Shortly after his sitcom "Workaholics" became a hit this year, comic Adam DeVine was offered a dare -- to eat a doughnut from a toilet for $500.
Stupidly, he took it.
"As soon as I did it, I tipped the bartender and the waitresses (at the restaurant). It was great," DeVine said.
"Then, I got sick."
And he stayed sick for three weeks.
Of course, now he knows it wasn't such a good idea. But still, he says, "It does make for a pretty good story to tell people."
Such impulsiveness also works for the character of Adam Demamp, the fun-loving telemarketer DeVine plays on "Workaholics" (10:30 p.m. EDT Tuesdays, Comedy Central). Demamp works side by side with his best pals: the eccentric Blake (Blake Anderson) and the more sensible Anders (Anders Holm).
They share the same work cubicle (where hardly any real work ever gets done) and the same house (where sloth is the order of the day).

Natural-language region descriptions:
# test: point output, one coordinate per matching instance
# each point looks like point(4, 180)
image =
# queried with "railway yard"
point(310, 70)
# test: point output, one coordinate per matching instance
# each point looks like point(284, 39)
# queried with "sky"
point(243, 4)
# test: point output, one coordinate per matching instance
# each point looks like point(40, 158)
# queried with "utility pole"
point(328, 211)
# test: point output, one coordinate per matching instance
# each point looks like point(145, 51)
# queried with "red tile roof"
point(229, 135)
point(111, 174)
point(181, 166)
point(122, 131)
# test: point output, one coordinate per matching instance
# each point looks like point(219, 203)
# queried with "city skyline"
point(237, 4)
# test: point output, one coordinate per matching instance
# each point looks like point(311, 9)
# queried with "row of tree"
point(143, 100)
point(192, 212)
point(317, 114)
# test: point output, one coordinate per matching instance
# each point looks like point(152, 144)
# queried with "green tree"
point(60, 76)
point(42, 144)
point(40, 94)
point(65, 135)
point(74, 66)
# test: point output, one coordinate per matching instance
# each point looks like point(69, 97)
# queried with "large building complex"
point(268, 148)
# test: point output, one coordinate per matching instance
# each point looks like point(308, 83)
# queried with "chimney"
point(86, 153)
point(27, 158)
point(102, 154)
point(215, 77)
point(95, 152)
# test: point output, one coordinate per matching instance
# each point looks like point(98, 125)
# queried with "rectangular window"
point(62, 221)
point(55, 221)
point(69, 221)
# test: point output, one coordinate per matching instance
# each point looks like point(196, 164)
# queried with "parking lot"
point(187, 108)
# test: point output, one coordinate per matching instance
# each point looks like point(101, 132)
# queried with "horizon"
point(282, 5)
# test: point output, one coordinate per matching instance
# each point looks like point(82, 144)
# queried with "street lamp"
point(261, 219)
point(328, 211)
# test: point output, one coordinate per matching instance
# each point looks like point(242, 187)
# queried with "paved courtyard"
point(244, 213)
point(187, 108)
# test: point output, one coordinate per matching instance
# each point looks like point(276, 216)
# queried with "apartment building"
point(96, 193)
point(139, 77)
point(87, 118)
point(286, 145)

* REQUIRED ACTION
Rename "cubicle" as "booth" in the stretch of the article about Adam DeVine from "Stupidly, he took" through "of the day).", and give that stretch again. The listing plays no part in this.

* ANSWER TO THIS PROBLEM
Stupidly, he took it.
"As soon as I did it, I tipped the bartender and the waitresses (at the restaurant). It was great," DeVine said.
"Then, I got sick."
And he stayed sick for three weeks.
Of course, now he knows it wasn't such a good idea. But still, he says, "It does make for a pretty good story to tell people."
Such impulsiveness also works for the character of Adam Demamp, the fun-loving telemarketer DeVine plays on "Workaholics" (10:30 p.m. EDT Tuesdays, Comedy Central). Demamp works side by side with his best pals: the eccentric Blake (Blake Anderson) and the more sensible Anders (Anders Holm).
They share the same work booth (where hardly any real work ever gets done) and the same house (where sloth is the order of the day).